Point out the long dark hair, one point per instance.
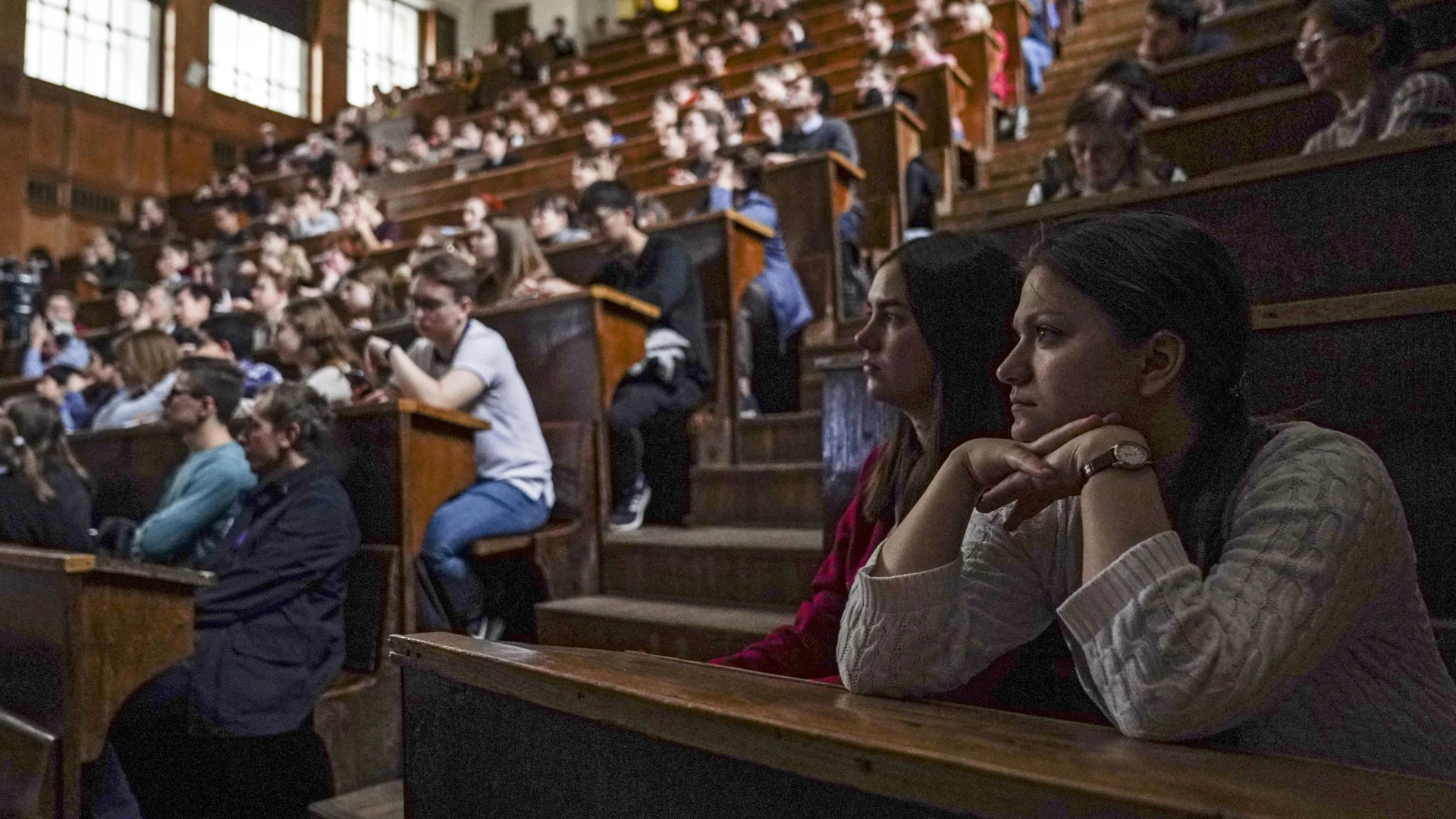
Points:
(1398, 49)
(1152, 271)
(963, 293)
(33, 441)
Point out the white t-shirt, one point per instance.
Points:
(331, 384)
(513, 449)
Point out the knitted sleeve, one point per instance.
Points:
(930, 632)
(1316, 531)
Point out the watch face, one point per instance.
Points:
(1130, 455)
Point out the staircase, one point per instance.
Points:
(758, 532)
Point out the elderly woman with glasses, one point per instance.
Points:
(1362, 52)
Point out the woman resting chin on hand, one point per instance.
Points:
(1282, 614)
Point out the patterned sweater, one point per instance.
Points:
(1310, 637)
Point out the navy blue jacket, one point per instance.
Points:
(270, 634)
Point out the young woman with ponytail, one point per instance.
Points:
(1215, 577)
(1363, 52)
(44, 494)
(940, 321)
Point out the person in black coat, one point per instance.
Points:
(44, 494)
(231, 727)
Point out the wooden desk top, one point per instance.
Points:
(993, 763)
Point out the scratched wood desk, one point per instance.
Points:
(77, 635)
(579, 732)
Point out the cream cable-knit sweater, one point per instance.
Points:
(1310, 637)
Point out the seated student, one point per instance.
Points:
(44, 494)
(517, 268)
(593, 167)
(878, 86)
(459, 363)
(1362, 52)
(880, 39)
(229, 730)
(196, 506)
(55, 338)
(1037, 52)
(1103, 150)
(551, 222)
(312, 338)
(310, 218)
(497, 152)
(794, 38)
(925, 47)
(369, 297)
(702, 131)
(598, 133)
(234, 337)
(676, 373)
(1272, 617)
(271, 289)
(193, 305)
(1171, 33)
(1142, 88)
(146, 362)
(774, 306)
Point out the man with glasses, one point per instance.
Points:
(197, 504)
(459, 363)
(229, 732)
(676, 373)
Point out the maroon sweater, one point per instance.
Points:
(1036, 678)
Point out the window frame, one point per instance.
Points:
(228, 72)
(126, 50)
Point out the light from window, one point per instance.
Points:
(102, 47)
(256, 63)
(383, 47)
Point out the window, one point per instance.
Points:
(108, 49)
(256, 63)
(383, 47)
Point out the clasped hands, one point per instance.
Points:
(1031, 477)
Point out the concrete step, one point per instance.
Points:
(781, 438)
(759, 494)
(691, 632)
(712, 564)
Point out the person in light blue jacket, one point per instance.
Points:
(200, 499)
(774, 305)
(146, 360)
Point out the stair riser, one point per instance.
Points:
(781, 441)
(560, 629)
(756, 577)
(752, 497)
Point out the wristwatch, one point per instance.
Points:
(1126, 455)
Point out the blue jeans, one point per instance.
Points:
(484, 510)
(1037, 55)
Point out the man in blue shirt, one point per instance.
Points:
(197, 506)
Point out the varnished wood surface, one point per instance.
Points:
(987, 763)
(77, 637)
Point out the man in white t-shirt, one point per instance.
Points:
(459, 363)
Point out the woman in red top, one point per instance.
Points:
(940, 322)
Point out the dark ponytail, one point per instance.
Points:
(963, 293)
(1149, 273)
(33, 441)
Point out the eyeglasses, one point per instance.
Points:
(1305, 47)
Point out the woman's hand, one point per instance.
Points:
(1066, 461)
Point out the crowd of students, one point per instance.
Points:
(1362, 52)
(1203, 589)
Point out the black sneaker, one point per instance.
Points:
(628, 515)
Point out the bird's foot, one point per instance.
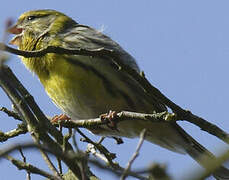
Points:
(61, 117)
(110, 117)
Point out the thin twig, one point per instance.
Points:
(47, 159)
(135, 155)
(21, 129)
(30, 168)
(13, 114)
(24, 160)
(72, 156)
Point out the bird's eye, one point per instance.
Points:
(30, 18)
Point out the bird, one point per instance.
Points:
(85, 87)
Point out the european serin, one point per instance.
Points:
(85, 87)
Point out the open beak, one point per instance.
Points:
(18, 32)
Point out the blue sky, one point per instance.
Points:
(183, 48)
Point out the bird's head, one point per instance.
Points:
(39, 23)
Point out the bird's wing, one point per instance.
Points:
(85, 37)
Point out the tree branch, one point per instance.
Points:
(140, 78)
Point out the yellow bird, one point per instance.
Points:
(85, 87)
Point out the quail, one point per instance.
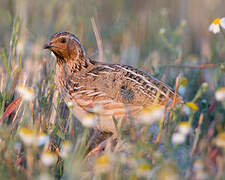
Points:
(111, 91)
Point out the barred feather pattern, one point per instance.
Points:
(108, 90)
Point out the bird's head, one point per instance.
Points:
(65, 46)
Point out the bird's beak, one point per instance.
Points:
(47, 46)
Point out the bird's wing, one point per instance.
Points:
(116, 90)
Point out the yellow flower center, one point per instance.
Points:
(216, 21)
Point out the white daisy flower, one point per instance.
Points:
(216, 24)
(26, 93)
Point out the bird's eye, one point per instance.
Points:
(63, 40)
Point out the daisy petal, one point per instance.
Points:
(216, 29)
(222, 22)
(211, 27)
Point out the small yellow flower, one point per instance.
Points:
(48, 158)
(26, 93)
(102, 164)
(27, 136)
(144, 169)
(168, 171)
(220, 94)
(89, 120)
(198, 165)
(184, 127)
(192, 106)
(215, 26)
(150, 115)
(42, 139)
(66, 148)
(183, 81)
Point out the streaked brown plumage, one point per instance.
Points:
(118, 89)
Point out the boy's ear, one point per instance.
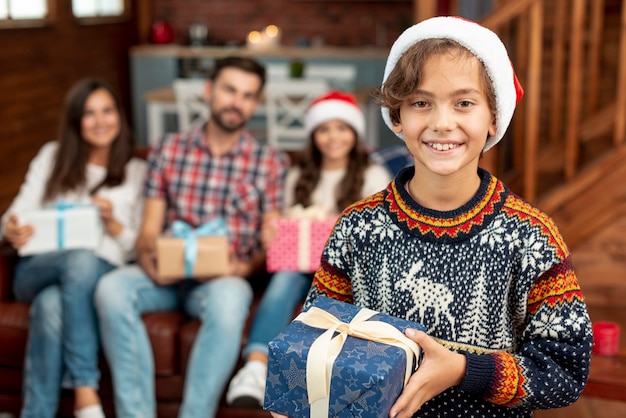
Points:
(492, 129)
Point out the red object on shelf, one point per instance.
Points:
(161, 32)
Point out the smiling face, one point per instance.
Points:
(100, 121)
(334, 139)
(233, 96)
(447, 119)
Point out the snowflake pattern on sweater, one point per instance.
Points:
(492, 279)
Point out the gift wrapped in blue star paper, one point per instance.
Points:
(339, 360)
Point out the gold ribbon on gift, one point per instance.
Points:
(326, 348)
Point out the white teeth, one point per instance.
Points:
(443, 147)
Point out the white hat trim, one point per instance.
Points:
(479, 40)
(331, 109)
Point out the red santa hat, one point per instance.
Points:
(481, 42)
(335, 105)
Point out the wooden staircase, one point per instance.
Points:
(565, 150)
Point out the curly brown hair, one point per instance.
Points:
(406, 76)
(309, 161)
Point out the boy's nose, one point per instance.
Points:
(441, 120)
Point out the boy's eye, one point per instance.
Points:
(420, 103)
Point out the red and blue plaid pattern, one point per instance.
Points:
(238, 186)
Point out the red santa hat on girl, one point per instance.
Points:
(335, 105)
(481, 42)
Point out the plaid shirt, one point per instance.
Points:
(238, 186)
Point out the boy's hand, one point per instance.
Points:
(15, 234)
(440, 369)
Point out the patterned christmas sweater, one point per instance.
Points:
(492, 279)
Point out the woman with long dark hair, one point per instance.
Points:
(91, 163)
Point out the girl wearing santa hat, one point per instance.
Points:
(333, 172)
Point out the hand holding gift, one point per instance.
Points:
(439, 370)
(336, 359)
(112, 227)
(17, 235)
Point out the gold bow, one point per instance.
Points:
(327, 347)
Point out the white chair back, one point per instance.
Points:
(190, 105)
(286, 104)
(338, 76)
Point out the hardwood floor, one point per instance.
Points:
(587, 407)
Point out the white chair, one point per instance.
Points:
(190, 105)
(338, 76)
(286, 104)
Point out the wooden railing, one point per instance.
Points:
(570, 56)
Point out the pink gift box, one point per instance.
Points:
(298, 244)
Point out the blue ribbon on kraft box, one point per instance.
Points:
(194, 252)
(339, 360)
(181, 229)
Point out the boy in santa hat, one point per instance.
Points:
(485, 272)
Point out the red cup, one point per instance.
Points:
(605, 338)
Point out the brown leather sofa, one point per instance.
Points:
(171, 334)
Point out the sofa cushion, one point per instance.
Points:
(163, 329)
(14, 331)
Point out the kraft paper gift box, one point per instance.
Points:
(64, 227)
(200, 252)
(300, 239)
(366, 376)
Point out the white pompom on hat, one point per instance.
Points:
(335, 105)
(481, 42)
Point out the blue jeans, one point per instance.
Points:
(283, 293)
(63, 331)
(221, 304)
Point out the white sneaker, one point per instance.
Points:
(247, 388)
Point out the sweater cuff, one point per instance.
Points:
(479, 372)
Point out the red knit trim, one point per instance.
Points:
(508, 384)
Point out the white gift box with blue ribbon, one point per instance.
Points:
(62, 227)
(194, 252)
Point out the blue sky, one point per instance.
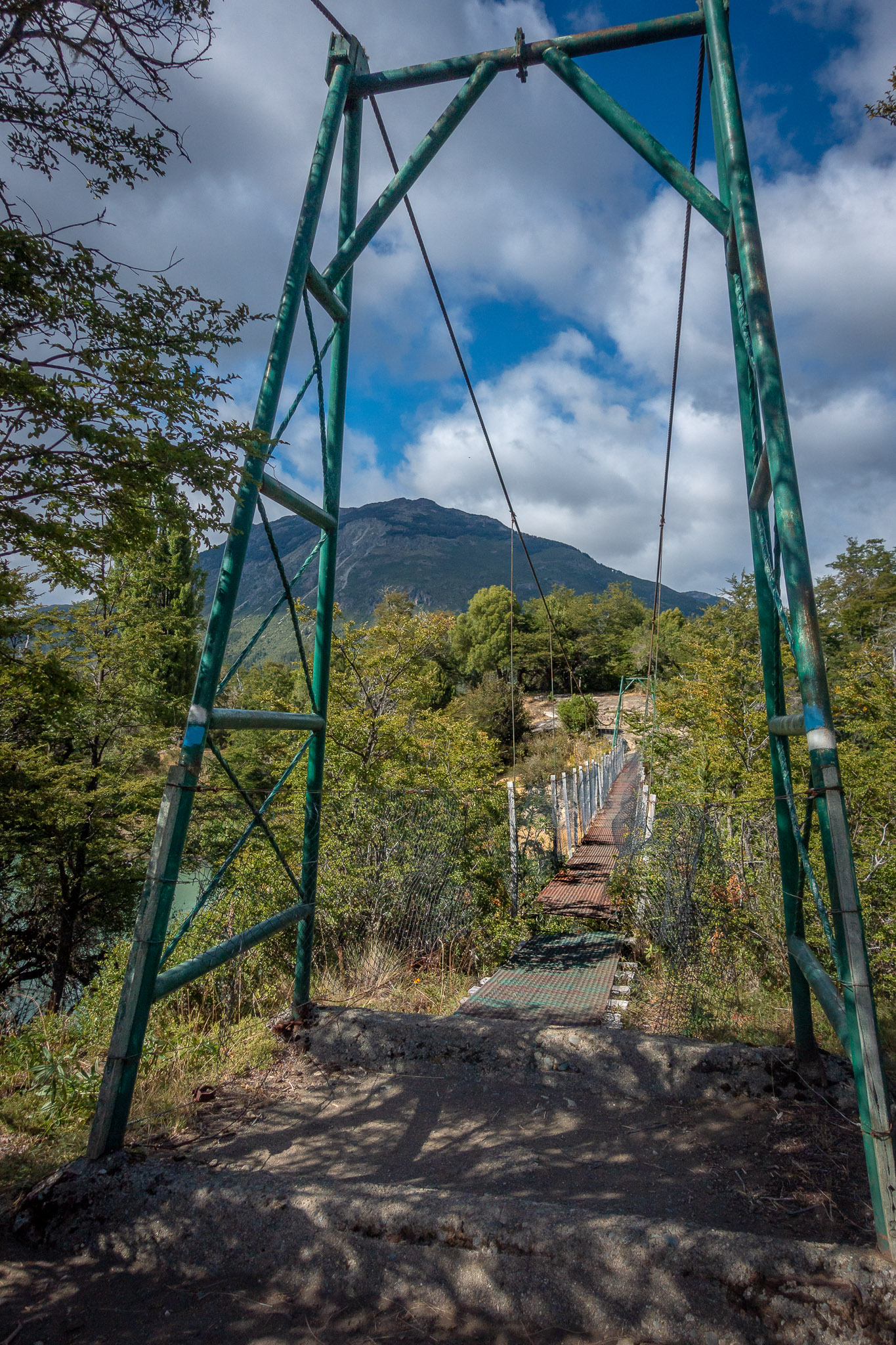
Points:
(558, 254)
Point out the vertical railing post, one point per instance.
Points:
(327, 564)
(125, 1048)
(515, 868)
(566, 814)
(867, 1060)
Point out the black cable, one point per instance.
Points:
(458, 353)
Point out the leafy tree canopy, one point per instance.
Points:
(885, 106)
(481, 636)
(109, 390)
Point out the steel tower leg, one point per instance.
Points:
(864, 1043)
(137, 994)
(327, 565)
(770, 646)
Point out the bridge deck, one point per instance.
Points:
(567, 978)
(581, 887)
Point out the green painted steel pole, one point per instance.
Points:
(532, 53)
(123, 1061)
(770, 646)
(630, 129)
(356, 241)
(865, 1053)
(327, 565)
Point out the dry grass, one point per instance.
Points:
(377, 977)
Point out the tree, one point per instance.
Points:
(593, 632)
(86, 699)
(481, 638)
(109, 393)
(492, 708)
(857, 602)
(885, 106)
(164, 590)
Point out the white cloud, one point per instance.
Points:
(535, 201)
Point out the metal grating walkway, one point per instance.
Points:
(562, 979)
(581, 887)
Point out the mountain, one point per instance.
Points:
(438, 556)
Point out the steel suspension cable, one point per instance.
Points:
(412, 217)
(654, 617)
(515, 522)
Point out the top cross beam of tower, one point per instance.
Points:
(770, 477)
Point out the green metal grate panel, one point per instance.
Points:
(554, 979)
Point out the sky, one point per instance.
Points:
(558, 252)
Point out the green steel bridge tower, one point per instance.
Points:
(770, 478)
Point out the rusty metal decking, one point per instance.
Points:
(581, 887)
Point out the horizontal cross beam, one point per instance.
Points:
(224, 718)
(320, 291)
(531, 53)
(186, 971)
(822, 985)
(630, 129)
(296, 503)
(409, 173)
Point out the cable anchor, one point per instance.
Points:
(519, 37)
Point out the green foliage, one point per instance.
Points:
(109, 395)
(885, 106)
(494, 709)
(578, 713)
(481, 636)
(595, 634)
(712, 741)
(86, 701)
(109, 407)
(857, 603)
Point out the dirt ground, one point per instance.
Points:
(81, 1300)
(766, 1166)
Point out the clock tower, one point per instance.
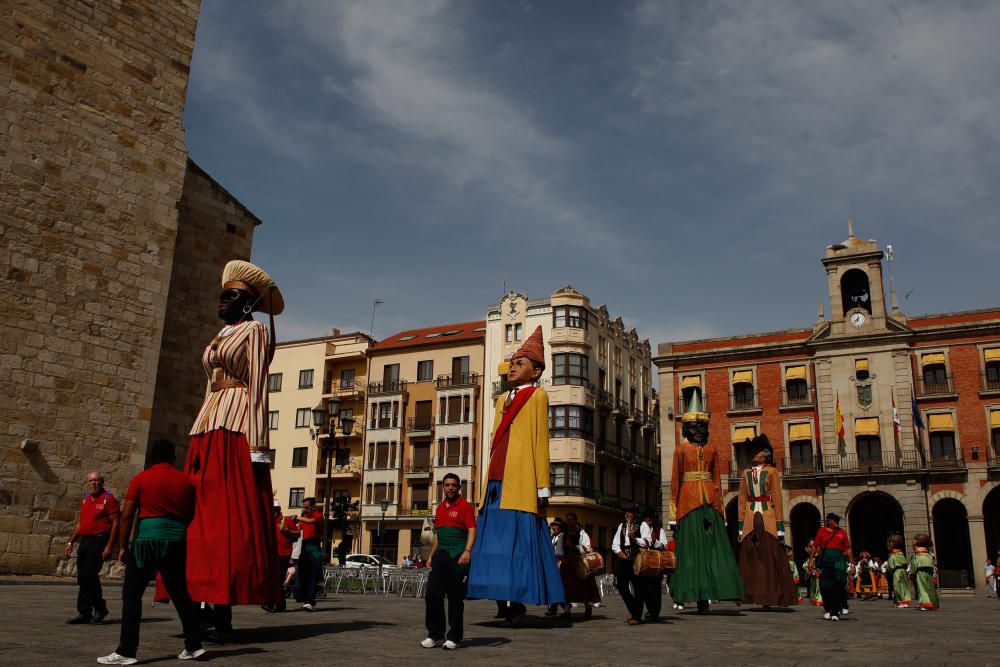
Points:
(854, 278)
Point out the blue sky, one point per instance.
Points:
(685, 163)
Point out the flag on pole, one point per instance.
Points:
(895, 417)
(839, 420)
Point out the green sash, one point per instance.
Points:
(154, 536)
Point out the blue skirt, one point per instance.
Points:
(512, 558)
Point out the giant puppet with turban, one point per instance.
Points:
(512, 559)
(232, 550)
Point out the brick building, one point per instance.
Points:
(109, 236)
(423, 420)
(885, 474)
(602, 407)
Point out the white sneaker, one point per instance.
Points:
(115, 659)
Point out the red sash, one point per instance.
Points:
(520, 398)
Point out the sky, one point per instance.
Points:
(685, 163)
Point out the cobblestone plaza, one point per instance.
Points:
(379, 630)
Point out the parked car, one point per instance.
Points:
(369, 560)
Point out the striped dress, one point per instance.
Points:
(232, 545)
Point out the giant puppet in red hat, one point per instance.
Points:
(512, 559)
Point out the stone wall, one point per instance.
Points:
(92, 161)
(213, 228)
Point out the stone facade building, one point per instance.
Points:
(603, 445)
(95, 255)
(879, 369)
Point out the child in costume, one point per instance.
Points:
(895, 569)
(706, 568)
(512, 559)
(923, 569)
(763, 562)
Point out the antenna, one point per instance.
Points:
(371, 331)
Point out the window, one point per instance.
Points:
(571, 369)
(569, 316)
(571, 421)
(347, 378)
(305, 379)
(942, 435)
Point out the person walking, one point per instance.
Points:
(832, 549)
(163, 498)
(454, 537)
(99, 513)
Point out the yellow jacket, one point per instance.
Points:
(527, 466)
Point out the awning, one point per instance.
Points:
(940, 422)
(795, 373)
(866, 426)
(799, 432)
(689, 381)
(743, 377)
(932, 358)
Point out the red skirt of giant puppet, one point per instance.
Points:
(231, 544)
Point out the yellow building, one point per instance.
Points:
(424, 404)
(603, 445)
(306, 374)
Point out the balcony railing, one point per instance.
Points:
(460, 380)
(413, 466)
(420, 424)
(390, 387)
(744, 401)
(940, 387)
(990, 382)
(415, 508)
(798, 399)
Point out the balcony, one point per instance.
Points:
(745, 401)
(460, 380)
(390, 387)
(417, 427)
(415, 508)
(939, 388)
(350, 390)
(416, 469)
(989, 383)
(797, 400)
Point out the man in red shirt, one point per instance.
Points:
(163, 497)
(832, 550)
(98, 521)
(454, 535)
(287, 532)
(310, 565)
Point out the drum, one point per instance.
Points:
(589, 564)
(653, 563)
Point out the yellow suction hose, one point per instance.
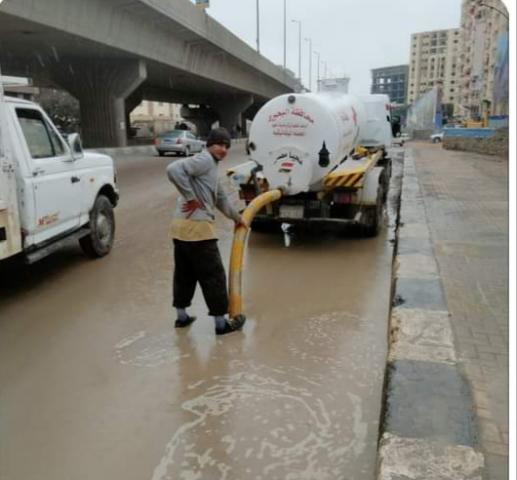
————
▶ _Task instructions_: Among the lines of the entries, count those containing the string "with" and give only the number.

▶ _Answer to the exercise_: 6